EXERCISE PROMPT
Carry on the personal account of a Muslim girl's schooling and growing pull toward Christianity, picking up right after its last sentence.

PROVIDED PASSAGE

******

Then later the need to nurture us in an Islamic setting transferred us to an Islamic school whose standards he later realized were below his satisfaction.

This saw us enroll in another school which was for the community an all-black school, and it was Christian-oriented. It was from then that I began an inclination to Christianity out of the need to belong. Thus, being aggressive and active is a means to survive.

But the challenges of coping in a community school as an Indian Afghan Mukiga-Chope Munyankole were high. From having to cut off your hair to the alienation; I remember the school headteacher brought scissors and cut off my long and curly hair to make me look like others who barely looked like me. This traumatized my self-image and self-identity.

This later affected my grades and I was forced to repeat a class. It was a tough decision, which was followed by Moslem traditional suggestions from the family whose perception of a Muslim teenage girl at 14 years then was marriage.

But I still defied these intentions as I navigated through all obstacles to becoming a female university graduate at a time when girl child education was sidelined.

Imagine your contemporary cousins being married off after primary seven, and you are still in school. Most people spoke against this saying; “being educated as a girl would only turn me into a prostitute.”

Through high school, being colored with poor grades forced me to become assertive and befriend other girls who were smart in class for a sense of belonging. And this saw me become a part of different clubs and the Scripture Union. It is from then that I made up my mind to be more comfortable with Christianity even though I was coming from a Moslem Indian Arabic Mukiga- Chope Munyankole family.

******

EXTRACTED MATERIAL

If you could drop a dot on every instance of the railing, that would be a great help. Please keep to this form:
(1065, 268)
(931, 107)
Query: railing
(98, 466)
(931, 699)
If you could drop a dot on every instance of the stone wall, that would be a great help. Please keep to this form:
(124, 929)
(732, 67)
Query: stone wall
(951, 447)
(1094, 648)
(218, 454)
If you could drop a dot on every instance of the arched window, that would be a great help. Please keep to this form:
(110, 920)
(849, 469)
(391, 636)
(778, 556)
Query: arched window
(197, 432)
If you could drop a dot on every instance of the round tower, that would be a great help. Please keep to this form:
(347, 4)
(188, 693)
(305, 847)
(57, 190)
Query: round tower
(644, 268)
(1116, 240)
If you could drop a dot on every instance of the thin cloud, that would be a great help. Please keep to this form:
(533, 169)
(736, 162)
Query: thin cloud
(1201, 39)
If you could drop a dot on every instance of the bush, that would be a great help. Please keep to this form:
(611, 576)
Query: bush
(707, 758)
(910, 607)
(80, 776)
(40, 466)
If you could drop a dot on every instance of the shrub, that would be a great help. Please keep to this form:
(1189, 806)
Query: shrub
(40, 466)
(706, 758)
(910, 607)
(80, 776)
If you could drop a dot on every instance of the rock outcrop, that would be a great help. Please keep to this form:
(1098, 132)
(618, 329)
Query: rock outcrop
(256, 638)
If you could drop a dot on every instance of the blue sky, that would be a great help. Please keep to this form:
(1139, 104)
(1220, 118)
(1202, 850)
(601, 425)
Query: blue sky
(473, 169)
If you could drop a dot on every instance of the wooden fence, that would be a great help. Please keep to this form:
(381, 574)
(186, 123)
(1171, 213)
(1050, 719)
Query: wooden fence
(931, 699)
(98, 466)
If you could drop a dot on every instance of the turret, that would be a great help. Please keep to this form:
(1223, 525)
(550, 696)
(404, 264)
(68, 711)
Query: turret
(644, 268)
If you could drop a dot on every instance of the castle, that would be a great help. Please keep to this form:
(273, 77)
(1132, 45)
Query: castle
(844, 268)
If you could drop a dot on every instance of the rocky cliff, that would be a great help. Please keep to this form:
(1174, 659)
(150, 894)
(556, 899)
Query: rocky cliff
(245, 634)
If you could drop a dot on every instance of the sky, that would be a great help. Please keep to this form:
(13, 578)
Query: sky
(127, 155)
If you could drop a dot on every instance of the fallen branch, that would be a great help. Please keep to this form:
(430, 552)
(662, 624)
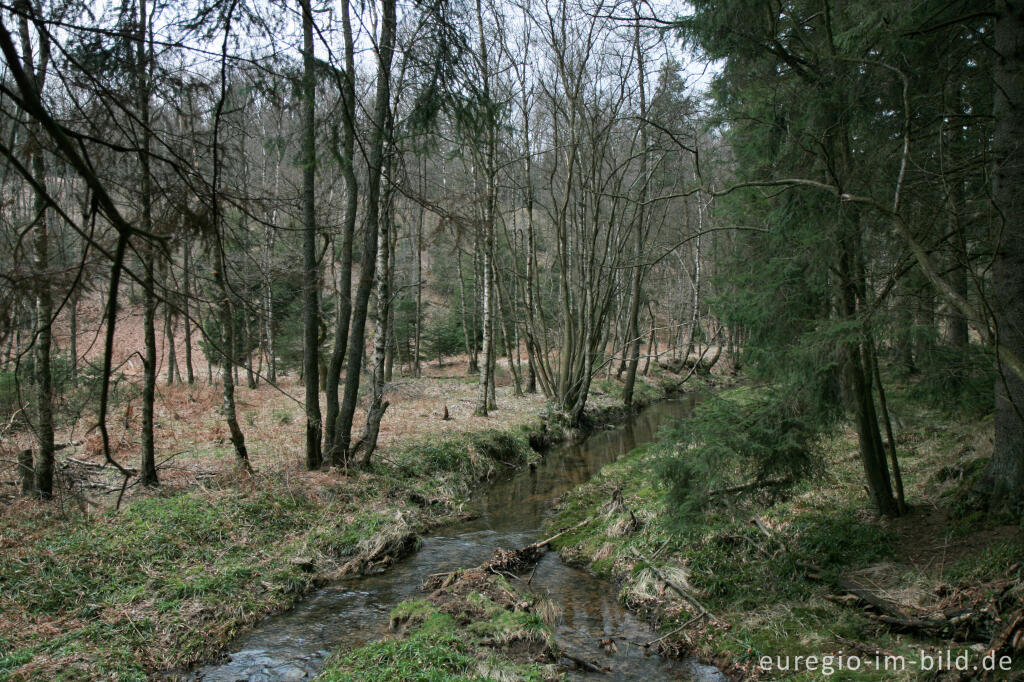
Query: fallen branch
(690, 599)
(503, 560)
(100, 465)
(586, 665)
(890, 612)
(753, 485)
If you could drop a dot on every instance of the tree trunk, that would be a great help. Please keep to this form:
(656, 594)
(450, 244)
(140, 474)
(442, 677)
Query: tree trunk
(633, 333)
(375, 162)
(1004, 478)
(43, 467)
(186, 273)
(344, 304)
(148, 255)
(310, 302)
(364, 449)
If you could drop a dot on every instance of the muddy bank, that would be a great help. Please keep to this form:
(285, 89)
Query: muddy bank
(354, 612)
(813, 572)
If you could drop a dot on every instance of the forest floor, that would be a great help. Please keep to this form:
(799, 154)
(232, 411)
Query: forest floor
(818, 573)
(169, 579)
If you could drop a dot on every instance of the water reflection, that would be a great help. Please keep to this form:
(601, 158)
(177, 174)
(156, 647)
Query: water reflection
(294, 645)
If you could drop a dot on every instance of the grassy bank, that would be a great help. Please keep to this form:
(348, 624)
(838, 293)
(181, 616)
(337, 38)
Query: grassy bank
(170, 579)
(773, 573)
(479, 627)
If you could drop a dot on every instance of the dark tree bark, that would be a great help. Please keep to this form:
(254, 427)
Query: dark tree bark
(1005, 475)
(310, 299)
(633, 333)
(185, 301)
(148, 468)
(375, 163)
(334, 453)
(35, 70)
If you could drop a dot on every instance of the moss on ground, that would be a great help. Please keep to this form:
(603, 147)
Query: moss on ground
(761, 586)
(170, 580)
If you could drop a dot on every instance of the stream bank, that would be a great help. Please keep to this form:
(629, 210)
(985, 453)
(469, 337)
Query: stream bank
(747, 561)
(356, 612)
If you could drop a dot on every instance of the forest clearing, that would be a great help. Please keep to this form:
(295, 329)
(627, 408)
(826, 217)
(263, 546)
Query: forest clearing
(511, 339)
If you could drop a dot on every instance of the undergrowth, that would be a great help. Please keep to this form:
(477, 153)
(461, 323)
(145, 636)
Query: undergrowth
(763, 582)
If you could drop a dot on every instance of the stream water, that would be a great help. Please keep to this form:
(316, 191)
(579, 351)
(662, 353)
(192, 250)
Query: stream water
(511, 512)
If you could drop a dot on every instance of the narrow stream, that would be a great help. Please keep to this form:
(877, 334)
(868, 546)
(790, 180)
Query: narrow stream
(349, 613)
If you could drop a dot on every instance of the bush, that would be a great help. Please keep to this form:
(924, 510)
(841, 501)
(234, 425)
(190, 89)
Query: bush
(758, 439)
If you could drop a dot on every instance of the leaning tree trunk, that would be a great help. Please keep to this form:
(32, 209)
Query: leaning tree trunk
(1005, 475)
(43, 467)
(633, 335)
(375, 163)
(344, 304)
(185, 300)
(310, 303)
(367, 443)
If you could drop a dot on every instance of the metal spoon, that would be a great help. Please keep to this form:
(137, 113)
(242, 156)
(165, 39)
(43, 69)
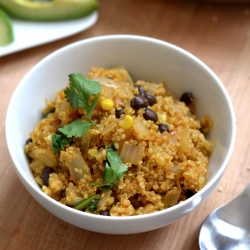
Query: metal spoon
(228, 227)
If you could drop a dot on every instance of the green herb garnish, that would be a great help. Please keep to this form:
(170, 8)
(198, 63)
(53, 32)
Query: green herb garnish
(59, 141)
(76, 128)
(50, 112)
(79, 92)
(91, 203)
(83, 93)
(114, 169)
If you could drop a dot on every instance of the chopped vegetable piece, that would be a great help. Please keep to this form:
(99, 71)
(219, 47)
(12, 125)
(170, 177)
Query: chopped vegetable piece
(50, 112)
(90, 203)
(107, 104)
(59, 141)
(131, 153)
(114, 169)
(127, 122)
(79, 92)
(76, 128)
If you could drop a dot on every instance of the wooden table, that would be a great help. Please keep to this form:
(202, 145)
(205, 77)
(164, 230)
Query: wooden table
(218, 34)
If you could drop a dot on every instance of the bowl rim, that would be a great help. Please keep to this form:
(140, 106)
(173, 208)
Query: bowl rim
(22, 174)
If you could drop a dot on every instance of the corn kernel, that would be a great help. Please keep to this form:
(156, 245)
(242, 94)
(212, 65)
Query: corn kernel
(162, 117)
(127, 122)
(92, 152)
(107, 104)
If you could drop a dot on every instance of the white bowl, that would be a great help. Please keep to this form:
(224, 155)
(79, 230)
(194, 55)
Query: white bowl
(145, 58)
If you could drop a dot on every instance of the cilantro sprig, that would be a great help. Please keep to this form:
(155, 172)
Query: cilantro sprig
(59, 141)
(114, 169)
(79, 92)
(82, 93)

******

ANSWER SECTION
At the university with my assertiveness, I joined UPM as a woman rights advocate. I got involved in politics because I was seeking to be part of everything that would give me an identity.

This need to have me champion women’s advocacy for education as opposed to early marriages. The UPM movement was involved in the liberation struggle and I did my final exams with tension as those involved were being arrested.
Hence for my involvement, Uganda became a risky place for me to be thereby relocating and seeking asylum in Nairobi, Kenya and when the movement took over power, I returned back home.

It was in an era where a woman at close to 30 years would barely receive respect because they were not married no matter how hard working you would be. And because of society’s expectations from a lady of age, I got married to my lovely husband with whom we began a fruitful family.

He was a Mukiga from a Christian background and I was from an Islamic family. However, with the consideration of my father who was formerly a Christian turned Moslem we were able to get married.
However, I barely enjoyed being married; as my husband fell sick with a sickness that got him depressed and a drunkard for over 35 years of our marriage.

His being ill for 35 years had me become the breadwinner and caretaker of the family.
And to navigate through life better, I started with different businesses from farming to restaurants and other ventures but all failed, yet most of my contemporaries were having the fun of their life with all their boxes seeming to tick.

To make matters worse, I lost my job at 36, yet with a family to take care of in the picture. However, I decided to venture into micro-lending business that was predominantly run by men. And now floriculture, with which I have inspired and impacted the lives and through empowerment and counseling programs.

In 2020 COVID-19 hit the world which saw me lose millions of money and closure of our businesses.

It was in the same year, with the request and encouragement of friends who desired my story to be published to inspire the generations, that I committed to writing the book even with cold feet syndrome because it was being vulnerable with my story and life to be displayed on a billboard for the public. However, I later got published in 2022 and launched in 2023, and I am officially an Author of the book entitled, “COPING WITH IDENTITY CRISIS. ”

My story of overcoming as shared in the book continues to inspire many who are challenged with different levels of identity and life crises from self-esteem, and personality complex to addictions, beliefs, and cultural crisis.